TEXT EXTRACT
____________

Aide Brown Ideye (born 11 October 1988) is a Nigerian professional footballer who plays as a striker for Kuwaiti Division One club Al-Yarmouk.

Club career

Early career
Ideye began his career with Bayelsa United before moving to Ocean Boys. He was a member of the Ocean Boys team that won the Nigerian Premier League.

Ideye moved in January 2008 to Europe to sign with Swiss Super League club Neuchâtel Xamax. Before this move to Switzerland, he was on trial with Dutch side Willem II, but was not signed. After three years with Xamax, Ideye left to sign for French Ligue 1 club Sochaux.

Dynamo Kyiv
On 6 July 2011, Ideye signed a five-year deal with Ukrainian side Dynamo Kyiv. He made his first appearance on 16 July against Oleksandria, scoring two goals. In his second game for Dynamo, he again scored a brace, this time against Obolon Kyiv. On 7 August 2012, Ideye scored the winner in a UEFA Champions League qualifying third round second-leg game against Feyenoord, in which Dynamo ultimately progressed. He also scored against Borussia Mönchengladbach in the second-leg of the play-off round. Mönchengladbach won the game 2–1, but Kyiv progressed to the Champions League group stage on a 4–3 aggregate score. On 15 May 2014, Ideye was an unused substitute in Dynamo's 2–1 win over Shakhtar Donetsk in the 2014 Ukrainian Cup Final.

West Bromwich Albion
On 18 July 2014, Ideye signed a three-year deal with English Premier League club West Bromwich Albion, becoming the club's record signing at a fee reported as £10 million. The contract included an option in the club's favour for an extra year. After a difficult start to the season in England, Ideye scored his first league goal for the club in their 3–1 loss to Manchester City on Boxing Day 2014, and scored four times in a six-day spell in February 2015 with goals against Burnley and Swansea City in the Premier League and two against West Ham United in the FA Cup.

Olympiacos 
On 31 August 2015, Ideye joined Olympiacos from West Brom for an undisclosed fee, though believed to be around €6 million. The prospect of featuring in the Champions League again was rumoured to play a crucial role in convincing Ideye to move to the Athens-based club.

____________

CHALLENGES
1. Condense the paragraph of the text about Brown Ideye that begins "On 6 July 2011" into a bulleted list that keeps its main facts.
2. Answer these questions using the text about Brown Ideye.
(a) With which club did Ideye begin his career?
(b) What fee was reported for his move to West Bromwich Albion?
(c) In which city is Olympiacos based?
3. Decide whether each statement agrees with the text about Brown Ideye.
(a) Willem II signed Ideye before he moved to Switzerland.
(b) Ideye's contract with West Bromwich Albion was for three years.
(c) Ideye's first league goal for West Bromwich Albion came in a win.

____________

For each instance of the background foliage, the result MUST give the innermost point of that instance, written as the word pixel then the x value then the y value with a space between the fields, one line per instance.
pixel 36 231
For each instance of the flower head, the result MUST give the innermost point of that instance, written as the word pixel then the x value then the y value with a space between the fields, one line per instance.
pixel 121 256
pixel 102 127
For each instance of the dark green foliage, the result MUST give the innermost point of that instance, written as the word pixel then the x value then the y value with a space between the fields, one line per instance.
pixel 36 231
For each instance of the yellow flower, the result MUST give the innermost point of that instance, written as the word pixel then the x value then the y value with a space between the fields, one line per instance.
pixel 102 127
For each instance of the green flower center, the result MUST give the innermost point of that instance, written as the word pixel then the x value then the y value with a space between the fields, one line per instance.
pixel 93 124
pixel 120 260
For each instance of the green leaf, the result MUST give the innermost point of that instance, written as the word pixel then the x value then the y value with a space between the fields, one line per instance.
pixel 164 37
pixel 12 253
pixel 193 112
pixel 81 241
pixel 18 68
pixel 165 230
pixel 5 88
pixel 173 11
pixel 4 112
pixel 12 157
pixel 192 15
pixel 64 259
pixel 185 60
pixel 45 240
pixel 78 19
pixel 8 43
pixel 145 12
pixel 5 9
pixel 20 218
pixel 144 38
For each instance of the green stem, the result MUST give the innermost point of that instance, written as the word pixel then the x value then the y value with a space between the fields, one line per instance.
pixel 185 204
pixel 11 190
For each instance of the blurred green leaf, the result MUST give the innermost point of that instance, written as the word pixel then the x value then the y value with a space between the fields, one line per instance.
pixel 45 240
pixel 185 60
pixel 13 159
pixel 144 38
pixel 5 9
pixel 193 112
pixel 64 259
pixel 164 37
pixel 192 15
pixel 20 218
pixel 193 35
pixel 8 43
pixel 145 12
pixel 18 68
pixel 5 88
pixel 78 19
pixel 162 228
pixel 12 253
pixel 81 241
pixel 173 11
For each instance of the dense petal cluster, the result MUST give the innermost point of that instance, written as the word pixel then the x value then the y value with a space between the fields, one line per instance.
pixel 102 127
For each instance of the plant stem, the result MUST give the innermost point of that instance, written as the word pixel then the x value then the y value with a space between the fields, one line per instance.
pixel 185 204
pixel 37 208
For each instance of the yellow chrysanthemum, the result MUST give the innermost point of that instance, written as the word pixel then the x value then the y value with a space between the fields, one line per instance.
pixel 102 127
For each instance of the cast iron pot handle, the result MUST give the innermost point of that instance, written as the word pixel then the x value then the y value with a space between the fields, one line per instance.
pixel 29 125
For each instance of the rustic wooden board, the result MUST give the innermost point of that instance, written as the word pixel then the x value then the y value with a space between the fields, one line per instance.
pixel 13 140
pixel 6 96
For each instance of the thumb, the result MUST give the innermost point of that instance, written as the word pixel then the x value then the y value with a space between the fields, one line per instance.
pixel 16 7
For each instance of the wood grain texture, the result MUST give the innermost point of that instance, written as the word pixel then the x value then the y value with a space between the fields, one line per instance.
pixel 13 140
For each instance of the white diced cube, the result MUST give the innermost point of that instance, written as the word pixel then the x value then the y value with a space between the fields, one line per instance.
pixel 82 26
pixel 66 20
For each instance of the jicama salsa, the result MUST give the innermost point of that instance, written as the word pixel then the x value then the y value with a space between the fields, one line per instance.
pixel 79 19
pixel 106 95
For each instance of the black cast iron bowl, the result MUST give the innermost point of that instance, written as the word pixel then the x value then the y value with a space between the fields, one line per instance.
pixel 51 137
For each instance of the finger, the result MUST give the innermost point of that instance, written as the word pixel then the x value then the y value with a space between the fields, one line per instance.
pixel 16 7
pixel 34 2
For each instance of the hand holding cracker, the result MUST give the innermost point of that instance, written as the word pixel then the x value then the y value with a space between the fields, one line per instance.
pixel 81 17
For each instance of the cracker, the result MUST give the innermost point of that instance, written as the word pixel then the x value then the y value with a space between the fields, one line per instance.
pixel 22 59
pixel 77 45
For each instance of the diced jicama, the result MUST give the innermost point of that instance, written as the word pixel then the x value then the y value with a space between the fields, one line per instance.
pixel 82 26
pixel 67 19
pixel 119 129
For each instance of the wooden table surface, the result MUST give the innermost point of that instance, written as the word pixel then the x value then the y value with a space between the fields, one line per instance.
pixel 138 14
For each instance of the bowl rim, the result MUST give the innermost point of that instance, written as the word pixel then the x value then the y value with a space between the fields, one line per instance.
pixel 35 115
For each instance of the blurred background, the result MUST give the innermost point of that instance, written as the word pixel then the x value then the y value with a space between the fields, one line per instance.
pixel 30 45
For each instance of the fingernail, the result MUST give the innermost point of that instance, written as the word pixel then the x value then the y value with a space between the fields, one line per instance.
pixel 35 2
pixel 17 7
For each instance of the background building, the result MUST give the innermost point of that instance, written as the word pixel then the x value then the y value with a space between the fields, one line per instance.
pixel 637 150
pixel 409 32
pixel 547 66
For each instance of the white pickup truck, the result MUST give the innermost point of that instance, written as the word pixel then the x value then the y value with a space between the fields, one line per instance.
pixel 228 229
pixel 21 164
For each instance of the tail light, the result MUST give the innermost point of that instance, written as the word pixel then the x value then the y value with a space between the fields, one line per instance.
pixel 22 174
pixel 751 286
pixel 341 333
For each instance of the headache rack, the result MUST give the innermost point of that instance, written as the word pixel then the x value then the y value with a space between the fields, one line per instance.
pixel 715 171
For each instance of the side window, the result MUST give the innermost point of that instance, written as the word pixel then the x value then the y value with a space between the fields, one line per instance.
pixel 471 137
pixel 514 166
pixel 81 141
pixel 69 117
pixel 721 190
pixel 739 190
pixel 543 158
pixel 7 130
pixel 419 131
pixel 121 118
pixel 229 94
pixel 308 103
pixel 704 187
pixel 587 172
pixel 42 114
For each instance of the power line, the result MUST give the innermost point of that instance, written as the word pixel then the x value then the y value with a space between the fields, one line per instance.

____________

RESULTS FOR THE EXERCISE
1.
- 6 July 2011: signed a five-year deal with Dynamo Kyiv.
- 16 July: debuted against Oleksandria and scored two goals.
- Second game: scored another brace, against Obolon Kyiv.
- 7 August 2012: scored the winner against Feyenoord in a Champions League qualifying third round second leg, and Dynamo progressed.
- Play-off round second leg: scored against Borussia Mönchengladbach. Dynamo lost 2–1 but reached the group stage 4–3 on aggregate.
- 15 May 2014: was an unused substitute in Dynamo's 2–1 win over Shakhtar Donetsk in the Ukrainian Cup Final.

2.
(a) Bayelsa United
(b) £10 million
(c) Athens

3.
(a) No: "he was on trial with Dutch side Willem II, but was not signed."
(b) Yes: "Ideye signed a three-year deal with English Premier League club West Bromwich Albion"
(c) No: "scored his first league goal for the club in their 3–1 loss to Manchester City"